* BEGIN *

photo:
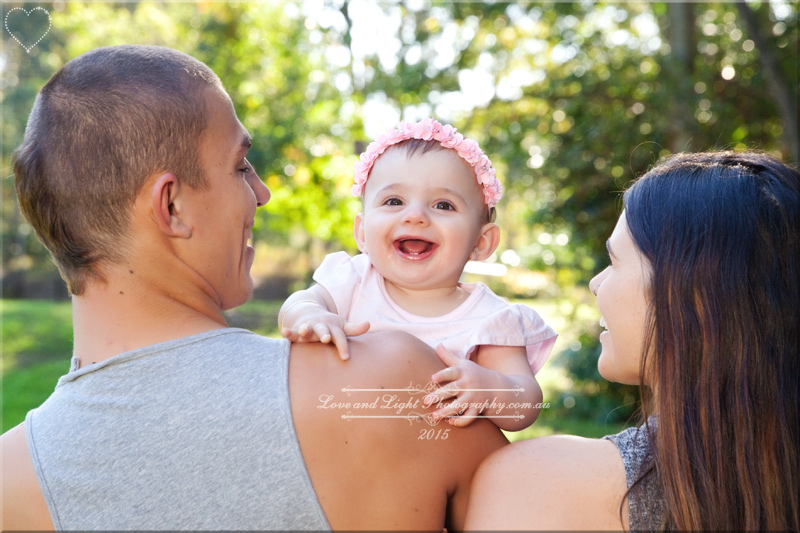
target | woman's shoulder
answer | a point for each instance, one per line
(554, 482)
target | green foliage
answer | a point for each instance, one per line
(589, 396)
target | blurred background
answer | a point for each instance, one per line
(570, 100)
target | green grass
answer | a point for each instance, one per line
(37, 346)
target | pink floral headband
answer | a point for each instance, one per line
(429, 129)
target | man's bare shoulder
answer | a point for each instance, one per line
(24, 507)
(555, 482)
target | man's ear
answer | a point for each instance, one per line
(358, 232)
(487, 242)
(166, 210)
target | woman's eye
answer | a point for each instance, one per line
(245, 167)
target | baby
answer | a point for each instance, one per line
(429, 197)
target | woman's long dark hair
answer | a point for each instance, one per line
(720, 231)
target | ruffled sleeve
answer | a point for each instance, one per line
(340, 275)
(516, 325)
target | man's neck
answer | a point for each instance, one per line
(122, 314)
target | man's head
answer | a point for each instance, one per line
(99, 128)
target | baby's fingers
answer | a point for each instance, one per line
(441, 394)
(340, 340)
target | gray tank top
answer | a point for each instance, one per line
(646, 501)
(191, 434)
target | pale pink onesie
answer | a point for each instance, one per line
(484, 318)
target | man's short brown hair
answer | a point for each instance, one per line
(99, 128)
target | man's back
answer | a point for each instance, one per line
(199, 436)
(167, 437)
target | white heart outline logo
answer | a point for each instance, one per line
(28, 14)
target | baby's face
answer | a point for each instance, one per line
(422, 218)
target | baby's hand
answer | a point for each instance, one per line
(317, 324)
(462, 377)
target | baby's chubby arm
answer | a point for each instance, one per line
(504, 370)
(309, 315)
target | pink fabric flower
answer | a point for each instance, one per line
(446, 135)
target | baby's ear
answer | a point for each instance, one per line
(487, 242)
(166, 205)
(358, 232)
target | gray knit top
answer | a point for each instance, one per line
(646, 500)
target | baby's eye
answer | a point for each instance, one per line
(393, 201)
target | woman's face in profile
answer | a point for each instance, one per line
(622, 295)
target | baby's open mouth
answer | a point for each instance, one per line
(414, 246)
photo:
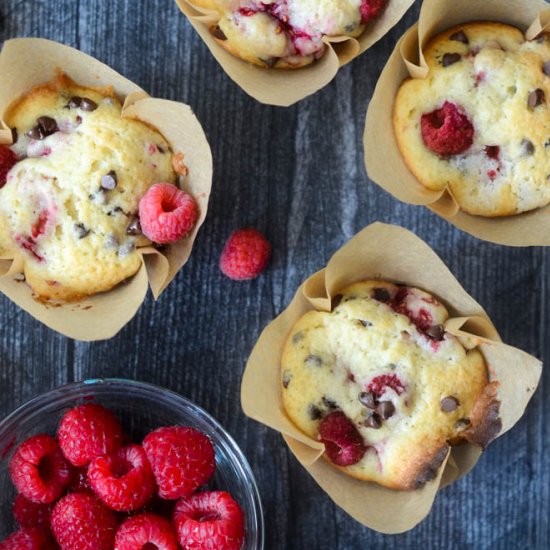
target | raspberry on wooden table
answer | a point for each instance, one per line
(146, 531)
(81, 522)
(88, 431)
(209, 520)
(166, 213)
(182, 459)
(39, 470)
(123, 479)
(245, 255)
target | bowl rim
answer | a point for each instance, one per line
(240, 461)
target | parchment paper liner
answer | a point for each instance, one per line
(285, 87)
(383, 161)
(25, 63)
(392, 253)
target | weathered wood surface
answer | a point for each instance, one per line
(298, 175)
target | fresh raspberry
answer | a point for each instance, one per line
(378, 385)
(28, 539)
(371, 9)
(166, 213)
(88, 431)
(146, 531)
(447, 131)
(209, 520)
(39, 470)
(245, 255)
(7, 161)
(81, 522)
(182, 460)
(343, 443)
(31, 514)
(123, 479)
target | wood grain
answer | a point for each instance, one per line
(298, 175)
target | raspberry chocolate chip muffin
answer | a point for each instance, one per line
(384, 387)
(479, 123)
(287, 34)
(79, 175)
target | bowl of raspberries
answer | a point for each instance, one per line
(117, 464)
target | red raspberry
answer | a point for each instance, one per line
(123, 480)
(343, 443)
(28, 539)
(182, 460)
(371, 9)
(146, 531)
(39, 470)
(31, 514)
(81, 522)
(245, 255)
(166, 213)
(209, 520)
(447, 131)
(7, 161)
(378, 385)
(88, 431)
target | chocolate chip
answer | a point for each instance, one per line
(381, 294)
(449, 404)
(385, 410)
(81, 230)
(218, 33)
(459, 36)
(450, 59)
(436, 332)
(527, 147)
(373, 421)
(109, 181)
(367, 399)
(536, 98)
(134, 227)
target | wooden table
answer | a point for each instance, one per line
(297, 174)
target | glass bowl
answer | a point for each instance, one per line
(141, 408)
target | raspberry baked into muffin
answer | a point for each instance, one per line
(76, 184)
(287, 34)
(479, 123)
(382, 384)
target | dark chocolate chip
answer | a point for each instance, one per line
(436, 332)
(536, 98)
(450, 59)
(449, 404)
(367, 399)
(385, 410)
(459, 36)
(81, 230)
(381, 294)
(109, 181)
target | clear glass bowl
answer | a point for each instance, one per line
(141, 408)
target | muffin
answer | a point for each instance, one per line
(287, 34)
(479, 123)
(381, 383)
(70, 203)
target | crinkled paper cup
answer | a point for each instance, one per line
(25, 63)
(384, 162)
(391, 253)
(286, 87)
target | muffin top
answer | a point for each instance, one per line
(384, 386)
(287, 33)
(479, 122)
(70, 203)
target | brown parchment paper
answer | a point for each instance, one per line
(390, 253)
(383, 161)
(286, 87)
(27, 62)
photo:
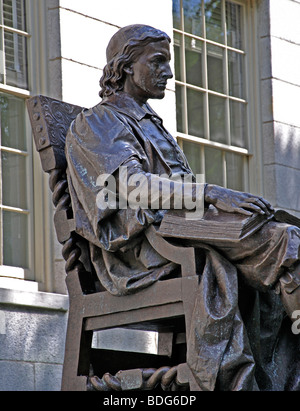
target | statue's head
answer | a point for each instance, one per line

* END *

Please retype the lines from the one containing "target | muffin top" through the last line, both included, and leave the pictures out.

— Worked solution —
target | muffin top
answer | a point for each instance, one per line
(384, 386)
(287, 33)
(479, 122)
(70, 203)
target | brown parchment paper
answer | a point for each instance, one per line
(390, 253)
(383, 161)
(286, 87)
(27, 62)
photo:
target | statue's head
answer | a point for each instance, one per line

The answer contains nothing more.